Record excerpts
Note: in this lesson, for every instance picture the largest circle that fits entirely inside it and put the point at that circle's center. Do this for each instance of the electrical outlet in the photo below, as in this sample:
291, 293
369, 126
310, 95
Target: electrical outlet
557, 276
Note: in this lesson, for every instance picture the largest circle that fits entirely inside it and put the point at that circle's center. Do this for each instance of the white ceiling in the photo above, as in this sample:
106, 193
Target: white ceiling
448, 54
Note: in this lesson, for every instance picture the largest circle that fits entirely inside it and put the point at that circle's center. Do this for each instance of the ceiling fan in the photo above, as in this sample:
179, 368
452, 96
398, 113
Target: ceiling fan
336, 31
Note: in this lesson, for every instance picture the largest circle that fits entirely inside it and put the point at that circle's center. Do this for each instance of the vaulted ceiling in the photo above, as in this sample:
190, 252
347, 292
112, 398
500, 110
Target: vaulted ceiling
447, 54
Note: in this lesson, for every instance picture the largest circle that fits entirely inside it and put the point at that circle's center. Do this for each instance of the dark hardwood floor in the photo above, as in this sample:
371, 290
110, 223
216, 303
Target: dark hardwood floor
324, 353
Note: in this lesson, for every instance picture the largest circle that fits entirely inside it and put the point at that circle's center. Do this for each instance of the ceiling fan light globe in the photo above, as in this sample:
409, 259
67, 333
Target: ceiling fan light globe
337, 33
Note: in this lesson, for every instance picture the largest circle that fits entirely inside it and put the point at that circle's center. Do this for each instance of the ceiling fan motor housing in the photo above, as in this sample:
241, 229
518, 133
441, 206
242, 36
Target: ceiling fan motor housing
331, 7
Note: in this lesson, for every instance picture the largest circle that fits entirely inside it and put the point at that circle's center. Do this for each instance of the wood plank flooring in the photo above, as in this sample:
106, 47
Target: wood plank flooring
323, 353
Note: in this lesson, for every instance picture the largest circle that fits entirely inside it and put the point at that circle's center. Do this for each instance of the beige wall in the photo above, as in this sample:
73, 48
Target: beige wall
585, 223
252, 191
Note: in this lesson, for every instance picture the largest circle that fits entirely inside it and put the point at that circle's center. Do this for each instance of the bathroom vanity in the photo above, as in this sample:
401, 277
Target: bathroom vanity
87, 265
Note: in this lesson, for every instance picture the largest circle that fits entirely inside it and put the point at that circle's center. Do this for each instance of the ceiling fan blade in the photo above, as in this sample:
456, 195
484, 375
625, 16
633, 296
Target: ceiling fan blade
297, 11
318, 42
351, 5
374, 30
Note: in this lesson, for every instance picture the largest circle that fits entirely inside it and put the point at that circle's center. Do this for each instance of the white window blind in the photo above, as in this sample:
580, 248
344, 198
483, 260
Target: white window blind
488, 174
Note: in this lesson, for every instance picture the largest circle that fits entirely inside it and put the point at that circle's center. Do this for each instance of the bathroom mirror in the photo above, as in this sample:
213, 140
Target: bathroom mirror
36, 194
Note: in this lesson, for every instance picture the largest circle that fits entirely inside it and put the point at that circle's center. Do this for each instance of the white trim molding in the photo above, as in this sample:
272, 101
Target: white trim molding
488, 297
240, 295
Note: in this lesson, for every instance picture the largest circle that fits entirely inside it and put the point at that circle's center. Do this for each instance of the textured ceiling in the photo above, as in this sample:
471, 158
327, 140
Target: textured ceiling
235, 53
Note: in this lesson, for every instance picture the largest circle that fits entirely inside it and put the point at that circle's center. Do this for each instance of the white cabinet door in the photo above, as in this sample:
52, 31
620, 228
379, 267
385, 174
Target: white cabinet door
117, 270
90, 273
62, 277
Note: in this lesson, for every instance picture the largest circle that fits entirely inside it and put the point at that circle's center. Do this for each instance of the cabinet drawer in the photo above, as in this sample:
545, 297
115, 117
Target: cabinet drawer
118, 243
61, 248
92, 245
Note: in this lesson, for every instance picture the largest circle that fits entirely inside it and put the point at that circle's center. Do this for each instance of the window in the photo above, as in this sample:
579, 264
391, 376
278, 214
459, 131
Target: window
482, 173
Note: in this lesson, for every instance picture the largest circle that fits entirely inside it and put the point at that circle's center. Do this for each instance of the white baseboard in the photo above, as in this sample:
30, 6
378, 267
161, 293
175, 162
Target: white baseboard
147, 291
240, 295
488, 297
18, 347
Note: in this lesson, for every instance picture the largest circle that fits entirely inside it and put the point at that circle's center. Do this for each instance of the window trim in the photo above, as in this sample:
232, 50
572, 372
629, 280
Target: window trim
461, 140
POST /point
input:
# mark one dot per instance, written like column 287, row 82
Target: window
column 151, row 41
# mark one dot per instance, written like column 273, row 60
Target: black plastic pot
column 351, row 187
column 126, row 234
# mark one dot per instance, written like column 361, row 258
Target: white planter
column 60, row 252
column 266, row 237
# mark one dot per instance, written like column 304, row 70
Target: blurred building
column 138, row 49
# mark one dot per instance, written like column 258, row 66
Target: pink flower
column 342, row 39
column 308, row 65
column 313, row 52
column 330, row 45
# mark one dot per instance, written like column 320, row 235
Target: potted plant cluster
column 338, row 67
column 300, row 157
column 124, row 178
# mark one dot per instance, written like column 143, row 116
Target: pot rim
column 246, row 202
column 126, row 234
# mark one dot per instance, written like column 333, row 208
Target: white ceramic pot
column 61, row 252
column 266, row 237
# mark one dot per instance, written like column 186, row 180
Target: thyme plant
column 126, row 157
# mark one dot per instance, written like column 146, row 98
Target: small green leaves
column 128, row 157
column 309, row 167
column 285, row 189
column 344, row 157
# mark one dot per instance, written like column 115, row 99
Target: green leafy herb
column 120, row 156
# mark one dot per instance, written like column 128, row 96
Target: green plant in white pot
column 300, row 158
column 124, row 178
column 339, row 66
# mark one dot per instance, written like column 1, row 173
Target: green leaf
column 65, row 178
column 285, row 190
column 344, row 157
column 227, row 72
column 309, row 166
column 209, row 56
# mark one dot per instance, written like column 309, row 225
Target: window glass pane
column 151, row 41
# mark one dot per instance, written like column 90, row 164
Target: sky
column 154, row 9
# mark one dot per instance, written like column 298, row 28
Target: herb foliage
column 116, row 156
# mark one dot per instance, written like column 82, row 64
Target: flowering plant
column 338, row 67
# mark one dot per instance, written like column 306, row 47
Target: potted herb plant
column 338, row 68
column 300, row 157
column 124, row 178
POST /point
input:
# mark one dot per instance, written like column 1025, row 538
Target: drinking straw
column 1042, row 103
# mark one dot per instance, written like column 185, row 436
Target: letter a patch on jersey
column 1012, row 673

Exercise
Retype the material exactly.

Output for this exercise
Note: in this lesson, for every instance picture the largest circle that fits entirely inside it and put the point at that circle's center. Do this for each instance of the electrical outlet in the photo below, as in this sample:
291, 293
369, 126
310, 95
Target: electrical outlet
557, 276
Note: in this lesson, for every instance picture the largest circle that fits entirely inside it and put the point at that circle's center. Do this for each instance of the white ceiling in the photo above, as in this sample:
106, 193
Target: white ceiling
448, 54
Note: in this lesson, for every instance picture the largest circle that fits entirely inside it and put the point at that circle's center. Do this for each instance of the ceiling fan in the photo above, as in this sample:
179, 368
452, 96
398, 113
Target: ceiling fan
336, 31
Note: in this lesson, for every instance picture the largest circle that fits entirely inside it and put the point at that circle's center. Do this for each instance of the vaulted ceiling in the photo above, as in this sample:
190, 252
347, 292
112, 398
500, 110
Target: vaulted ceiling
447, 54
Note: in this lesson, for every instance picture the largest circle that fits entirely inside it and put the point at that circle's center. Do this for each instance of the dark hardwood floor in the photo above, as in this sample:
371, 290
110, 223
216, 303
Target: dark hardwood floor
324, 353
Note: in this lesson, for every instance picture the largest circle that fits entirely inside it and put the point at that circle's center. Do this for each instance of the ceiling fan light globe in the photo above, as in this sample:
409, 259
67, 333
Target: ceiling fan light globe
337, 33
Note: in this lesson, for every instance picture the largest circle that fits entirely inside it and put the point at that circle's center. Do this for each instance of the ceiling fan motor housing in the photo above, as in this sample:
241, 229
518, 133
441, 206
242, 36
Target: ceiling fan motor housing
331, 7
Note: in this lesson, for every instance picture the largest circle that fits entirely inside it and put the point at that circle's center. Do this for each instance of the wood plank flooring in the photo above, as in this sample:
106, 47
Target: wood plank flooring
323, 353
Note: in this lesson, for every instance picture the largest circle that fits entirely inside it and put the point at that circle's center. Do this for each instance of the beige wall in the photo above, as in this sample:
73, 48
Target: beige wall
585, 223
252, 191
Note: in this lesson, for every instance picture the largest circle that fits entirely inside it and put the point at that circle's center. Do this for each instance of the bathroom vanity in the photo above, as in this sample:
401, 277
Target: bathroom vanity
87, 265
Note: in this lesson, for every instance picture the largest circle that fits entirely inside it and put the point at that circle's center. Do this for each instance of the ceiling fan blade in the photo above, as in this sample:
456, 195
484, 375
625, 16
633, 296
Target: ceiling fan blade
297, 11
318, 42
351, 5
374, 30
Note: in this lesson, for every instance picture the largest circle that fits entirely inside it and put the point at that circle's center. Do this for each instance of the white window blind in the photo above, as in this sample:
580, 248
344, 198
483, 260
Target: white window blind
488, 174
Note: in this lesson, for every instance picture the largest circle that fits entirely inside it and put the point at that circle's center. Do this for each instance of the bathroom mirror in the photo above, as in this sample:
213, 140
Target: bathroom mirror
36, 194
Note: in this lesson, for every instance picture the largest circle that fits entirely inside it and put the point at that circle's center. Do this for each instance of the white trim molding in the photo above, as in this sample:
272, 101
Target: white trim molding
488, 297
240, 295
Note: in this lesson, for every instance picture the largest circle that fits entirely inside it and put the point at that circle's center. Do this for each instance of the textured ceiling in the photo above, as in this sample:
471, 158
327, 140
Target: textured ceiling
235, 53
Note: in this lesson, for every instance picture the largest circle that fits entirely inside it and put the point at that circle's center. Do this for each instance of the white cabinet door in the photo above, as in this sample:
52, 31
620, 228
379, 267
385, 174
Target: white cabinet door
117, 270
90, 273
62, 277
Note: in this lesson, for every instance picture the largest circle that fits entirely inside it and put the point at that circle's center. Do this for each instance of the cabinet drawer in the photo above, as in this sample:
545, 297
115, 117
Target: cabinet drawer
118, 243
61, 248
92, 245
Note: in this lesson, for every instance picture the largest circle that fits entirely inside it and put the point at that circle's center. Do this for each instance of the window in the photo above, as in this sample:
579, 264
391, 376
278, 214
459, 131
Target: window
482, 173
Note: in this lesson, for every instance picture the largest circle that fits entirely inside it and put the point at that circle's center. Do this for each instance of the white baseboard in the photo above, as in this sample:
30, 6
378, 267
161, 293
175, 162
Target: white baseboard
147, 291
240, 295
488, 297
18, 347
Note: in this lesson, for every instance picture the largest circle that fits entirely inside it and put the point at that circle's center. Do this for each instance of the window trim in the photo above, as in this sample:
232, 50
572, 372
629, 280
Target: window trim
461, 140
POST /point
input:
# mark one dot per instance, written like column 287, row 82
Target: window
column 151, row 41
# mark one dot per instance, written like column 273, row 60
Target: black plastic pot
column 351, row 187
column 126, row 234
# mark one dot per instance, written like column 361, row 258
Target: white planter
column 60, row 252
column 266, row 237
# mark one dot per instance, written like column 304, row 70
Target: blurred building
column 138, row 49
# mark one dot per instance, written like column 258, row 66
Target: pink flower
column 342, row 39
column 308, row 65
column 313, row 52
column 330, row 45
# mark one dot per instance, written like column 320, row 235
Target: potted plant cluster
column 338, row 67
column 300, row 157
column 124, row 178
# mark one dot per instance, written like column 143, row 116
Target: pot rim
column 246, row 202
column 126, row 234
# mark one dot per instance, written like column 333, row 208
Target: white ceramic pot
column 61, row 252
column 266, row 237
# mark one dot per instance, written like column 186, row 180
Target: thyme plant
column 126, row 157
# mark one dot per instance, written like column 146, row 98
Target: small green leaves
column 128, row 157
column 309, row 167
column 285, row 189
column 344, row 157
# mark one dot per instance, written like column 115, row 99
Target: green leafy herb
column 120, row 156
# mark one dot per instance, written like column 128, row 96
Target: green plant in white pot
column 300, row 158
column 124, row 178
column 339, row 66
# mark one dot per instance, written like column 1, row 173
Target: green leaf
column 65, row 178
column 285, row 190
column 344, row 157
column 227, row 72
column 309, row 166
column 209, row 56
# mark one dot per instance, written like column 309, row 225
Target: window glass pane
column 151, row 41
# mark one dot per instance, written like column 90, row 164
Target: sky
column 154, row 9
# mark one dot per instance, written like column 298, row 28
Target: herb foliage
column 116, row 156
# mark one dot per instance, written like column 82, row 64
Target: flowering plant
column 338, row 67
# mark one dot per instance, written like column 306, row 47
Target: potted herb plant
column 338, row 68
column 300, row 157
column 124, row 178
POST /point
input:
# mark one dot per instance, written like column 1025, row 538
Target: drinking straw
column 1042, row 103
# mark one dot per instance, written like column 185, row 436
Target: letter a patch on jersey
column 1012, row 673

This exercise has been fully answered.